*Exercise*
Please retype the records below exactly as they appear, leaving out every picture.

[Point-per-instance localization data]
----

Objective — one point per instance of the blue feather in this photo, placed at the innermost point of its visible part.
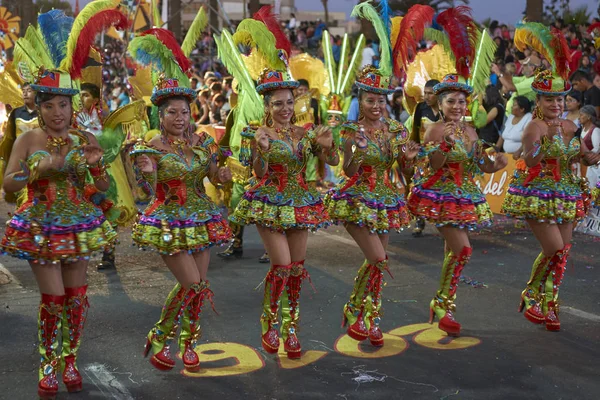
(386, 15)
(56, 27)
(434, 23)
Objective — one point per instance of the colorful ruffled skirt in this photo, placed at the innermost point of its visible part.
(546, 198)
(66, 232)
(372, 204)
(282, 203)
(445, 203)
(173, 228)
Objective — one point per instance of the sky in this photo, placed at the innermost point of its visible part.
(506, 11)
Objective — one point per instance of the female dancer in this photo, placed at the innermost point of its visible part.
(549, 196)
(181, 221)
(281, 204)
(367, 203)
(446, 193)
(57, 229)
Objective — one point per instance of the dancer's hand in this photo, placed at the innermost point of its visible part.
(224, 175)
(92, 153)
(500, 161)
(411, 150)
(360, 139)
(144, 163)
(324, 137)
(262, 140)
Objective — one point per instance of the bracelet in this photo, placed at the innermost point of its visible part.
(445, 147)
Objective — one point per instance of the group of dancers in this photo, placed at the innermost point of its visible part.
(58, 226)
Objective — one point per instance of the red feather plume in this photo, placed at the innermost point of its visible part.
(266, 16)
(593, 27)
(462, 33)
(411, 32)
(168, 39)
(562, 53)
(95, 25)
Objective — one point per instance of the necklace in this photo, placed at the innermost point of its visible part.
(285, 134)
(56, 142)
(178, 145)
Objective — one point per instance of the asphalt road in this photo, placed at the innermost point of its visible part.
(499, 356)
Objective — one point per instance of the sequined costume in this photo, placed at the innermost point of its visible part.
(369, 198)
(57, 223)
(282, 200)
(180, 216)
(449, 196)
(548, 191)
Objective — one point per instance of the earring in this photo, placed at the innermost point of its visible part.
(268, 121)
(539, 114)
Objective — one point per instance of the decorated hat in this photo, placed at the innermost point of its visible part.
(273, 80)
(54, 82)
(548, 84)
(169, 87)
(334, 104)
(453, 82)
(371, 80)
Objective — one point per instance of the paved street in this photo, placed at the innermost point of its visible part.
(499, 356)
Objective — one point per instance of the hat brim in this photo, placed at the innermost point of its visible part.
(270, 86)
(53, 90)
(542, 92)
(373, 89)
(163, 94)
(455, 86)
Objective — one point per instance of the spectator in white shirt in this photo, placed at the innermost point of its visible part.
(369, 56)
(510, 138)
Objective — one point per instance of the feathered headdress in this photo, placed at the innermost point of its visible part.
(158, 48)
(549, 42)
(198, 25)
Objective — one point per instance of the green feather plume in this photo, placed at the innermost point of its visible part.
(91, 9)
(149, 50)
(26, 54)
(329, 61)
(198, 25)
(353, 67)
(34, 37)
(250, 104)
(441, 38)
(367, 11)
(254, 34)
(344, 61)
(484, 57)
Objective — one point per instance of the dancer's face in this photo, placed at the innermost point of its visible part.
(454, 106)
(175, 118)
(551, 106)
(57, 113)
(372, 105)
(281, 106)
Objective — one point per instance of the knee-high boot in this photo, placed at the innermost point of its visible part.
(49, 326)
(376, 285)
(442, 304)
(353, 309)
(73, 321)
(275, 284)
(533, 295)
(558, 265)
(162, 333)
(290, 309)
(190, 327)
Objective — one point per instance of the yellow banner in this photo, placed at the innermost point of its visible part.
(495, 185)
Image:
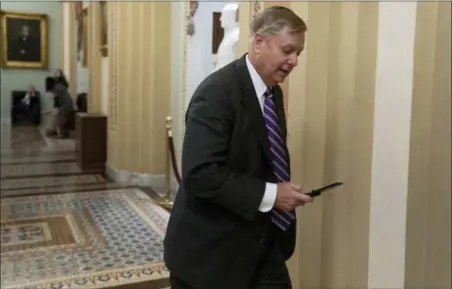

----

*Solved problem*
Objective — one point per instance of the blue feather in this photo, placed at the innermost point of its visible part.
(386, 15)
(56, 27)
(434, 23)
Objective — one point per instance of the colorful ruffled skirt in this photo, placed at the innermost point of its visible part.
(546, 198)
(66, 232)
(372, 204)
(282, 203)
(445, 203)
(173, 228)
Objective — one point per instance of the sky in this photo, placed at the innermost point of its visible part.
(506, 11)
Objective — one point per instance of the female dancer in this photo, placed at the innermost point of its visible part.
(549, 196)
(181, 221)
(281, 204)
(367, 203)
(446, 193)
(57, 229)
Objective — one point per instance of the dancer's hand in this photo, placed at the innermost point of its visible part.
(224, 175)
(92, 153)
(500, 161)
(411, 150)
(360, 139)
(144, 163)
(324, 137)
(262, 140)
Objective — one point per instance of the bracelet in this photo, placed at the innermost point of its visible part.
(445, 147)
Objective — one point per instance of the group of dancers in this photo, placed at the innermost point of its visible part.
(58, 226)
Objective — one point per instance of the red feather plume in this photo, placed at the innermost point of its visible part.
(266, 16)
(593, 27)
(462, 33)
(411, 32)
(168, 39)
(562, 53)
(95, 25)
Objective — one point per instance of the necklace in this photo, placed at the innermost point of its visible part.
(285, 134)
(56, 142)
(178, 145)
Objective — one point per instance of the asphalt road in this photo, placed at the innermost point of its visible part.
(499, 356)
Objective — one point per instance of the sequined costume in this photo, placed at the innermost point of its visible part.
(369, 198)
(57, 223)
(282, 200)
(180, 216)
(449, 196)
(548, 191)
Objective — one point per instance of the earring in this photo, placed at the innermost point of its visible part.
(268, 121)
(539, 114)
Objective — one point per instance of the decorated hat in this photo, placed at the innermost point of its visible part.
(273, 80)
(54, 82)
(548, 84)
(169, 87)
(334, 104)
(453, 82)
(371, 80)
Objective — one point per instance of the paved street in this photo, placed at the innermost point of its visible part.
(499, 356)
Objective — one point per instance of the hat brim in this photo, placed at the innermost point of its visible part.
(270, 86)
(53, 90)
(542, 92)
(373, 89)
(163, 94)
(455, 86)
Objective — one point per instance of the spectator in white shirt in this photo, placed at the innermost point of its visible part.
(369, 56)
(510, 138)
Objective — one point per instance of the feathered headdress in this photo, placed at the innermost point of its visible part.
(158, 48)
(549, 42)
(198, 25)
Objective — one point per instance of the green feather plume in this photo, placed at the innermost point of its visible part.
(91, 9)
(149, 50)
(26, 54)
(329, 61)
(198, 25)
(353, 67)
(34, 37)
(250, 104)
(441, 38)
(367, 11)
(254, 34)
(344, 61)
(484, 57)
Objective — one point per instance of the dancer's face in this photo, placed at the innermost point of its visible part.
(454, 106)
(175, 118)
(551, 106)
(57, 113)
(372, 105)
(281, 106)
Objective — one point per instance of the knee-high boot in this photo, placed at the innermost point of its visible part.
(49, 326)
(376, 285)
(442, 304)
(353, 309)
(73, 321)
(275, 284)
(533, 295)
(558, 265)
(162, 333)
(290, 309)
(190, 327)
Objective — one point per instance of the yellow banner in this photo, placed at the innermost point of its visible part.
(495, 185)
Image:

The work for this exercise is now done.